### PASSAGE PROVIDED
● ● ●

Profiles in Biotechnology, Standards, Machinery, Innovation, Global Know-how, Strategies, and Expansion

Sep 02, 2007
Volume 31, Issue 9

Focusing on Much-Needed Vaccines

Profile: Shantha Biotechnics

In a nation of more than 1 billion people, the importance of vaccines goes beyond healthcare—it is a matter of national security. Armed with this belief and a philanthropic vision that most Indians could be protected against hepatitis, DT–Polio, and other afflictions, Dr. Varaprasad Reddy entered the nascent Indian biotechnology sector in 1992 and has since managed to threaten the monopoly of large laboratories. That year, the Hepatitis B vaccine cost $33 per shot, and yet some families were subsisting on less than $1 a day. Meanwhile, India was importing only 180,000 doses per year.

"I wanted to do something about this, but I received harsh responses from companies when I mentioned producing here," says Reddy, managing director of Shantha Biotechnics Ltd. (Hyderabad). "We therefore decided to do it ourselves, and with the help of a financial partner from Oman, we revamped a full lab. I also wrote to 70 Indian scientists that were working abroad and asked them to join the project. Three of them came, and we started our team from there."

● ● ●

### WORK ITEM A
Reproduce the portion of the Shantha Biotechnics profile starting with "Profile: Shantha Biotechnics" and going on through "doses per year.".
### WORK ITEM B
Carry on writing the Shantha Biotechnics profile from the point where it stops.

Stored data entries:
● ● ●

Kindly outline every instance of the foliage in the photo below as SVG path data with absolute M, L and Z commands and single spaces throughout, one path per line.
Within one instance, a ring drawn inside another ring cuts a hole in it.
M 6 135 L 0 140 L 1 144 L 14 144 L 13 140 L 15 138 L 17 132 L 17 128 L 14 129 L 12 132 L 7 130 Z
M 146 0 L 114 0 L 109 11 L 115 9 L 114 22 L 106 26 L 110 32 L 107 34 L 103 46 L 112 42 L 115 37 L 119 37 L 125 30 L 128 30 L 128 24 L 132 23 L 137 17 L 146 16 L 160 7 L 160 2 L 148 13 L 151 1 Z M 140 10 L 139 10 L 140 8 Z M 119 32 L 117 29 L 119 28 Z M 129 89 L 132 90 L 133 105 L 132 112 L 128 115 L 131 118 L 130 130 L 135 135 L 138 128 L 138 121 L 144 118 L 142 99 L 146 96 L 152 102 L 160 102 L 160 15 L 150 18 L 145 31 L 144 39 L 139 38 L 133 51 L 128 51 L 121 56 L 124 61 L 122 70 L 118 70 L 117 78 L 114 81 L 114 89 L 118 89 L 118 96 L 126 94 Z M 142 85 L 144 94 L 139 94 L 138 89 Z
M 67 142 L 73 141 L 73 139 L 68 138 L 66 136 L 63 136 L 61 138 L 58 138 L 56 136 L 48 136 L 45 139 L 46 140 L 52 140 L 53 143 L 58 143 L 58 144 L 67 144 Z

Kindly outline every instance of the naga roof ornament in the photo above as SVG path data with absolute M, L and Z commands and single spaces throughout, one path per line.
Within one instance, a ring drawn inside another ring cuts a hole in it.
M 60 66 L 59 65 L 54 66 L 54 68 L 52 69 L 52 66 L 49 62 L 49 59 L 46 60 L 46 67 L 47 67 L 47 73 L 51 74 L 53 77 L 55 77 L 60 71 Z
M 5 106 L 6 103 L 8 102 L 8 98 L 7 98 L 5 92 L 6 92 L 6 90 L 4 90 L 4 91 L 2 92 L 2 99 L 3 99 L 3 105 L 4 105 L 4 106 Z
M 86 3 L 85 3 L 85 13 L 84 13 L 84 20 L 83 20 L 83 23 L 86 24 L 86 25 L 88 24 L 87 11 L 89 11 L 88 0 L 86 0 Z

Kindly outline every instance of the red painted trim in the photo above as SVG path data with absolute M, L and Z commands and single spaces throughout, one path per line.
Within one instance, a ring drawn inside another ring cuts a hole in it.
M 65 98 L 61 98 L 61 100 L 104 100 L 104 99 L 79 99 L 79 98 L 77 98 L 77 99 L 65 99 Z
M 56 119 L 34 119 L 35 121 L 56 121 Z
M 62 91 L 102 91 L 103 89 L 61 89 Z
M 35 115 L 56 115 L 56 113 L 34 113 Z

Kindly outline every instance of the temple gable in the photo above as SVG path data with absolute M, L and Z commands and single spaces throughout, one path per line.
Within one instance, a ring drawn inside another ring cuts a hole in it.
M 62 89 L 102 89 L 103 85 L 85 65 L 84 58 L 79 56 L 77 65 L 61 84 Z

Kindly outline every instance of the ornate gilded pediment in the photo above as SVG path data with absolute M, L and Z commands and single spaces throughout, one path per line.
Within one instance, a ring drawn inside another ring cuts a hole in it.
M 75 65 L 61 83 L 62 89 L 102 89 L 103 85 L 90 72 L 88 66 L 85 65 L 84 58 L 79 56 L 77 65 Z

● ● ●

### WRITTEN ANSWER A
Profile: Shantha Biotechnics

In a nation of more than 1 billion people, the importance of vaccines goes beyond healthcare—it is a matter of national security. Armed with this belief and a philanthropic vision that most Indians could be protected against hepatitis, DT–Polio, and other afflictions, Dr. Varaprasad Reddy entered the nascent Indian biotechnology sector in 1992 and has since managed to threaten the monopoly of large laboratories. That year, the Hepatitis B vaccine cost $33 per shot, and yet some families were subsisting on less than $1 a day. Meanwhile, India was importing only 180,000 doses per year.

### WRITTEN ANSWER B
Thus began a movement in India that can be credited for the birth and rise of most of what is today India's biotechnology sector. "In October 1995, we could open our first facility, by which time we had cloned, fermented, and purified the antigen and were ready for scale-up. The country went from 180,000 doses in 1992 to today's 90 million doses, out of which 50 to 55 million doses are produced by Shantha." The move also triggered an influx of new entrants, which unexpectedly eroded prices and put the relatively young sector in difficulties. From $1 a dose, prices fell rapidly to the price of 4 rupees, slightly less than a single US cent.

Dr. Varaprasad Reddy
Companies like Reddy's had to move to new markets to survive: Following successful prequalification by the World Health Organization, the first granted to an Indian company in 2002, Shantha struck a deal with UNICEF, the United Nations Children's Fund, and today supplies 52% of the UN agency's hepatitis vaccine for global use.

Global demand diversified and combined vaccines such as DT–polio, and newer products such as erythropoietin (EPO) or interferon were rapidly added to the company's products list.

Despite being a global company and a seasoned biotechnology player, Shantha has a turnover that ranges from one tenth to one hundredth of most direct western competitors. "Equivalent hepatitis products to ours are sold for $70 in the US, $40 in Europe, and we are selling our vaccine at 23 cents. The same thing happens for our EPO." In these conditions, the results posted aren't that impressive, but Reddy is confident that they will triple within a few years.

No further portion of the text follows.